— BEGIN Source data —

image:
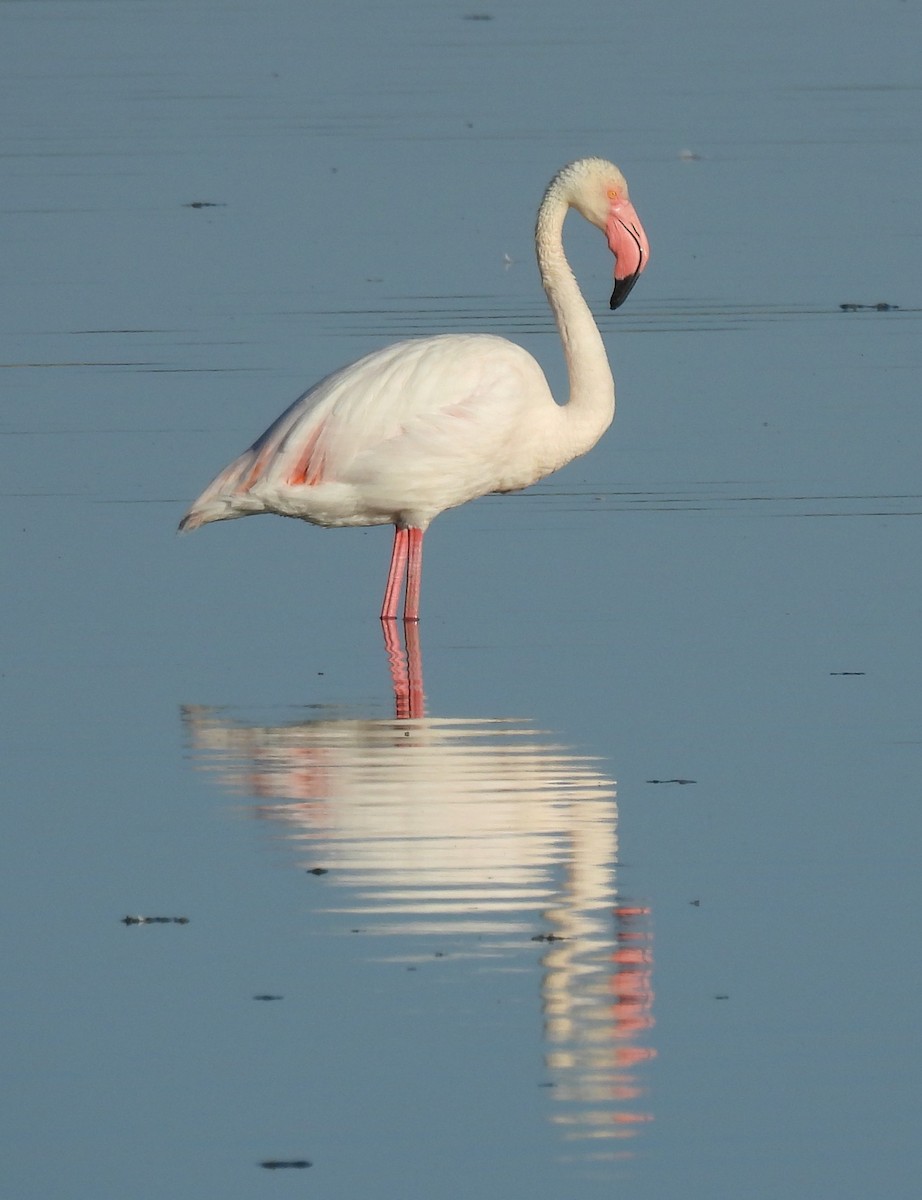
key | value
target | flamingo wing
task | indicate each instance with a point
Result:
(412, 429)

— END Source data —

--- Exercise task ---
Rewrite the listing with "flamingo" replaced by "pelican" and everything else kept the same. Leave out the pictures.

--- Answer to this exercise ---
image:
key | value
target | pelican wing
task | indicate each instance with a point
Result:
(412, 429)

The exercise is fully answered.